WHAT IS REQUIRED:
Every entry must be duplicated precisely as written.

+ + + + +

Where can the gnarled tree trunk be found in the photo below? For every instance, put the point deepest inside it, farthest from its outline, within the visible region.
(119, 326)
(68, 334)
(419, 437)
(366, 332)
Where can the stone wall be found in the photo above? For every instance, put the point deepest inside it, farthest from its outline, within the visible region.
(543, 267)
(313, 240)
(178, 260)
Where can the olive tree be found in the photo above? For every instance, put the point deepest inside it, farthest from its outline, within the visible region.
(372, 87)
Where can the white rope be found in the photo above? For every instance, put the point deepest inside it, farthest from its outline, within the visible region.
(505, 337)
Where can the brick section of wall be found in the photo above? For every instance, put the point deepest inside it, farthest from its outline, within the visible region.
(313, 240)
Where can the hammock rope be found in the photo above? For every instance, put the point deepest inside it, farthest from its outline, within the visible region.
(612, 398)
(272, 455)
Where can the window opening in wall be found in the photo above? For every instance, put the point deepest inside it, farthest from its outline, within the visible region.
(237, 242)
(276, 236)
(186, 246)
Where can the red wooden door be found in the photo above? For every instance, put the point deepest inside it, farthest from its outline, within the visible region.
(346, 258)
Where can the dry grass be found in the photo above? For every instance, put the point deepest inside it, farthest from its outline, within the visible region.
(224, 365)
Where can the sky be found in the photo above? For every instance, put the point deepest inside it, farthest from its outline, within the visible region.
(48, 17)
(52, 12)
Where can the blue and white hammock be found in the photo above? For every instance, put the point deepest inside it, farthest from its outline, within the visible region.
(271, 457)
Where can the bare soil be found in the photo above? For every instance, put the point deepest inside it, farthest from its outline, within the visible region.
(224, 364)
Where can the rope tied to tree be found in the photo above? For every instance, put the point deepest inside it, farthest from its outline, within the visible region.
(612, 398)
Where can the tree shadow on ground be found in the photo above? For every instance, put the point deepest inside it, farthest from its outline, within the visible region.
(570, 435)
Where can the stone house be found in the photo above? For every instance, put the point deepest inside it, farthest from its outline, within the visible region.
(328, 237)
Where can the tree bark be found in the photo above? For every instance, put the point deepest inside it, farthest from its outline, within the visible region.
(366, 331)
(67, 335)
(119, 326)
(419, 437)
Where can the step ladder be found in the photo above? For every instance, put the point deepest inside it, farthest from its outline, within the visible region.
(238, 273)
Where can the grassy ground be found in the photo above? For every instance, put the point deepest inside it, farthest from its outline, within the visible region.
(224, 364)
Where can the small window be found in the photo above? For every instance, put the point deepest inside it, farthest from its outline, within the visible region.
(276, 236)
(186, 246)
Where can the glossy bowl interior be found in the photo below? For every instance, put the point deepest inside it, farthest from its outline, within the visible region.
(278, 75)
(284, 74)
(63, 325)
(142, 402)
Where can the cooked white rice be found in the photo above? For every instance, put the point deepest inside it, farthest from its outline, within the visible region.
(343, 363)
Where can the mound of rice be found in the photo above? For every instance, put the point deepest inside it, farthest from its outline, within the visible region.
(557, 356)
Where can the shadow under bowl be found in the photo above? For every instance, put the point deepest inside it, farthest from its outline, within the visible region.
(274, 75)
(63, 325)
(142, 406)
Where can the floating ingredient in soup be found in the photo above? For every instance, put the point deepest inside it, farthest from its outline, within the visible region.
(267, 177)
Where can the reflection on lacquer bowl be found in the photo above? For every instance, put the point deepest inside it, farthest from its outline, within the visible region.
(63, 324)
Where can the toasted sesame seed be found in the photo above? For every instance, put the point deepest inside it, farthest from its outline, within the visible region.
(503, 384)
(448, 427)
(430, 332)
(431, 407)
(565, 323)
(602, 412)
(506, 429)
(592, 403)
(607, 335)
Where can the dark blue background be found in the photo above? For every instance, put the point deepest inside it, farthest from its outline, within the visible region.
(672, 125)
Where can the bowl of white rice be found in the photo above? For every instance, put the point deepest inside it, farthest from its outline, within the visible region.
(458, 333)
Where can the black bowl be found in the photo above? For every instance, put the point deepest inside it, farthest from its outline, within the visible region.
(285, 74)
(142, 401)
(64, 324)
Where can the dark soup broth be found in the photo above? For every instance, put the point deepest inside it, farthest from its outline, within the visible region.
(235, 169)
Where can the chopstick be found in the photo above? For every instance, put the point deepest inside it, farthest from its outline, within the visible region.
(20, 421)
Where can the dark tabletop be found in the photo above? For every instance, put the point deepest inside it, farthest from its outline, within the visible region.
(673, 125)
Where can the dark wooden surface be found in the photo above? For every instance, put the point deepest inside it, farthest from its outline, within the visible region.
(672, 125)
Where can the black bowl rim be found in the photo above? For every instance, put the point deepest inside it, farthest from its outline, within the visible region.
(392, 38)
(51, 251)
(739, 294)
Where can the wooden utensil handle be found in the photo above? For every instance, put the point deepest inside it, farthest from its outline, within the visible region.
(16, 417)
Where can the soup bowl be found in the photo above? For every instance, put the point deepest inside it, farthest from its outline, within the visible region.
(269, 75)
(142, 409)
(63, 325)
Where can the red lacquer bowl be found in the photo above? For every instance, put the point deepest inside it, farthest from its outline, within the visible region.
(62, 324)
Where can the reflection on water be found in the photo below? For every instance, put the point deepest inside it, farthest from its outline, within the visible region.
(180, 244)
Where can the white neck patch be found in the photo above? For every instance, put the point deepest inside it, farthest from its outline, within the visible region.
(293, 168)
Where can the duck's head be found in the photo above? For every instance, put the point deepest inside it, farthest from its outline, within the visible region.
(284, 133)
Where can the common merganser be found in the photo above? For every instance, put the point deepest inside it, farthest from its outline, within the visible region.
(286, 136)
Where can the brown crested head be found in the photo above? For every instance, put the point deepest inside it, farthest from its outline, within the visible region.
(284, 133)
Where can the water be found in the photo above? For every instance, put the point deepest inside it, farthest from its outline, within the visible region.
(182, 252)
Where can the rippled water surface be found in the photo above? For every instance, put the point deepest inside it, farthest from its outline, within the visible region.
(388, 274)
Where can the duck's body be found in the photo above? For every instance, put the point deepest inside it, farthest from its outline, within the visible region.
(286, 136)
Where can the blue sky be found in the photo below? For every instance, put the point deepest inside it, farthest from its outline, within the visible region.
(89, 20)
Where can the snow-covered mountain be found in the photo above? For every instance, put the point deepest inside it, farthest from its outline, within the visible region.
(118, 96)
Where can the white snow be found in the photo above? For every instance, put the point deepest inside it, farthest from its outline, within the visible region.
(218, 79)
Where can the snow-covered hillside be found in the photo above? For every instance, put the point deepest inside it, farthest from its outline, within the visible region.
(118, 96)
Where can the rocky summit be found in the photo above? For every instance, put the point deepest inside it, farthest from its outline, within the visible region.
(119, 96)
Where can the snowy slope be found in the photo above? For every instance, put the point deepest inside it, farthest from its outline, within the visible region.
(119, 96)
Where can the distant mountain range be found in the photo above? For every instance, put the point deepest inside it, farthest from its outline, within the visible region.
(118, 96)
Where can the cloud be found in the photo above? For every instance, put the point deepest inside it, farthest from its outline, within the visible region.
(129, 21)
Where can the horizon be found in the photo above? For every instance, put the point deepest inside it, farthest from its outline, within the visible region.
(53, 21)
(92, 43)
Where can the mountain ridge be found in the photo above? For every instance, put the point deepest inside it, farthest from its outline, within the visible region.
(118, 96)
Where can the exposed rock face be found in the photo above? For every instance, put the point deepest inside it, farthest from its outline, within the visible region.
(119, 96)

+ + + + +

CORRECT RESULT:
Where can the gnarled tree trunk be found in the photo below? For every instance, put the point deepest inside it, farthest from its outline, within the visible region.
(119, 326)
(68, 334)
(419, 437)
(366, 332)
Where can the stone wall be found in the photo above? For every instance, put the point deepest inside it, farthest from its outline, within the visible region.
(543, 267)
(313, 240)
(178, 260)
Where can the olive tree be found in the photo above? For every instance, put the point deepest inside it, farthest from its outline, within the visible region.
(372, 87)
Where can the white rope be found in the photo above? For every instance, put the point deepest inside it, farthest from its outline, within the visible region.
(505, 337)
Where can the brick section of wall be found in the photo above? For every instance, put the point deepest inside it, farthest from its outline, within the visible region.
(313, 240)
Where can the hammock rope be found in the photo above? For every instance, put the point deepest inside it, farthest from its outline, within the visible region.
(612, 398)
(272, 455)
Where can the window opening in wall be found in the photo above? For every instance, put the point deepest inside it, farthest from its outline, within the visible region.
(237, 242)
(276, 236)
(186, 246)
Where can the red wooden door be found in the photo above? For every instance, put the point deepest inside it, farthest from its outline, within the visible region.
(346, 258)
Where can the dry grass be found in the photo above? For every instance, put the point deepest inside it, farthest from its outline, within the visible region.
(224, 365)
Where can the sky be found in the photo above? For every instance, put the point deepest inside it, farthest from its outline, within the visible region.
(48, 17)
(52, 12)
Where can the blue and white hammock be found in the photo above? For every instance, put the point deepest inside it, farthest from its outline, within the visible region.
(271, 457)
Where can the bare soil be found in the photo above? For every instance, put the point deepest inside it, farthest from its outline, within the visible region.
(224, 364)
Where can the rope tied to tree be found in the photo above? For every instance, put the point deepest inside it, farthest from its outline, within the visible region.
(612, 398)
Where can the tree shadow on ground be found in the photo above? For every instance, put the point deepest inside it, farthest from its outline, within the visible region.
(570, 435)
Where can the stone house be found in the photo above? For every instance, put the point deepest inside it, farthest from its outline, within the visible region.
(328, 237)
Where can the tree bark be found in the photo above? For every instance, put the point deepest inside it, farthest from its outline, within the visible region.
(366, 331)
(67, 335)
(119, 326)
(419, 437)
Where can the step ladder be found in the photo above? For every instance, put the point deepest inside it, farthest from its outline, within the visible region.
(238, 273)
Where can the grassy ground be found in the photo above? For every instance, put the point deepest inside it, farthest from its outline, within the visible region.
(224, 364)
Where can the small window be found in the photo above? For every instance, put the point deepest inside it, farthest from its outline, within the visible region.
(276, 236)
(186, 246)
Where can the glossy bowl interior be found in the photo below? For every instance, put the point deepest inside it, farthest from its outline, within the visible region.
(278, 75)
(284, 74)
(63, 325)
(142, 402)
Where can the cooked white rice be found in the photo above? For every instance, put the point deepest inside it, farthest from its outline, within the visible region.
(343, 363)
Where can the mound of rice be found in the photo above? For every instance, put the point deepest inside it, farthest from its outline, within the visible region.
(557, 356)
Where can the shadow under bowl be found in the photo above? For every instance, put the point deepest inside it, farthest from its outline, within the visible region.
(274, 75)
(63, 325)
(142, 406)
Where can the floating ingredient in soup be found in the photo above? For every instance, put the point deepest inside it, farthest from its outline, within the visible region.
(267, 177)
Where can the reflection on lacquer bowl be found in the photo above? For every instance, put the point deepest inside it, farthest from its outline, within the visible region.
(63, 324)
Where can the toasted sesame seed be found in the photo above? For every instance, put the point deepest inside it, farthest from its outline, within the visible region.
(503, 384)
(448, 427)
(430, 332)
(431, 407)
(565, 323)
(602, 412)
(506, 429)
(592, 403)
(607, 335)
Where can the dark blue background be found in the photo above? For every instance, put the point deepest inside it, farthest from its outline, within the visible region.
(672, 125)
Where can the bowl of white rice be found in the photo above? For every instance, put the point deepest inside it, farthest from its outline, within the visible region.
(458, 333)
Where can the black bowl be found in the photo above? For every instance, put the point deepest inside it, farthest from its outline, within the visible region.
(285, 74)
(142, 401)
(64, 324)
Where can the dark soup broth be found in the photo above? For every instance, put the point deepest inside it, farthest from its outline, within the visible region.
(235, 169)
Where can the chopstick be found in the photo above? For every instance, put the point deepest inside it, farthest from its outline, within the visible region.
(20, 421)
Where can the dark tabletop be found in the photo above? For every instance, put the point deepest inside it, farthest from its outline, within the visible region.
(673, 125)
Where can the dark wooden surface be found in the photo above? For every instance, put the point deepest inside it, farthest from its outline, within the visible region.
(672, 125)
Where can the black bowl rim be found in the photo above? For every instance, put the point deepest inside it, farthest from its outline, within the visible region.
(392, 38)
(51, 251)
(739, 294)
Where can the wooden utensil handle be found in the photo above? For every instance, put the point deepest inside it, farthest from its outline, within the visible region.
(16, 417)
Where can the soup bowl be found in the photo above? For every instance, put the point deepest inside it, farthest from its outline, within the visible region.
(269, 75)
(142, 409)
(63, 325)
Where can the red lacquer bowl be found in the photo above? For every instance, put the point deepest inside it, farthest from its outline, within the visible region.
(62, 324)
Where can the reflection on water be found in the photo below? For every instance, put the point deepest inside it, farthest from its outline, within the visible region.
(180, 244)
Where can the white neck patch be found in the photo above? For every instance, put the point deepest inside it, farthest from its outline, within the visible region.
(293, 168)
Where can the duck's head be found in the photo above? For every instance, put the point deepest inside it, farthest from its outline, within the visible region.
(284, 133)
Where can the common merganser be found in the photo above? For every instance, put the point deepest inside it, farthest from its outline, within the visible region.
(286, 136)
Where can the brown crested head be found in the photo above? For every instance, put the point deepest inside it, farthest from its outline, within the visible region.
(284, 133)
Where can the water be found in the photo above? For every instance, put the point deepest inside it, farthest from its outline, within the visible region.
(182, 252)
Where can the rippled water surface be found in the photo above? For every instance, put the point deepest inside it, farthest from its outline, within the visible region.
(388, 274)
Where can the duck's body be found in the photo above? For every instance, put the point deepest inside it, farthest from its outline, within the visible region.
(286, 136)
Where can the blue sky be found in the photo below? For every instance, put the point deepest inside it, farthest from its outline, within the visible region.
(89, 20)
Where can the snow-covered mountain be found in the photo above? For every instance, put the point deepest inside it, farthest from its outline, within the visible region.
(118, 96)
Where can the white snow be found in the photo above? For every instance, put the point deepest inside it, farthest from its outline, within the visible region.
(218, 79)
Where can the snow-covered hillside be found in the photo above? For every instance, put the point deepest inside it, farthest from its outline, within the visible region.
(118, 96)
Where can the rocky summit be found in the photo above? For every instance, put the point deepest inside it, farthest from its outline, within the visible region.
(119, 96)
Where can the snowy slope be found in the photo above? For every instance, put the point deepest inside it, farthest from its outline, within the visible region.
(119, 96)
Where can the distant mountain range be found in the photo above? For every instance, put the point deepest inside it, farthest from its outline, within the visible region.
(118, 96)
Where can the cloud be found in the photo above? For every instance, put the point deepest inside it, farthest from its outline, within the visible region.
(129, 21)
Where can the horizon be found in the photo above? For every instance, put the point deepest inside it, farthest from its outline, within the visible region.
(53, 21)
(92, 43)
Where can the mountain ridge be found in the photo above? For every instance, put the point deepest inside it, farthest from its outline, within the visible region.
(118, 96)
Where can the exposed rock face be found in the photo above? For every instance, put the point deepest inside it, farthest from its outline, within the visible region.
(119, 96)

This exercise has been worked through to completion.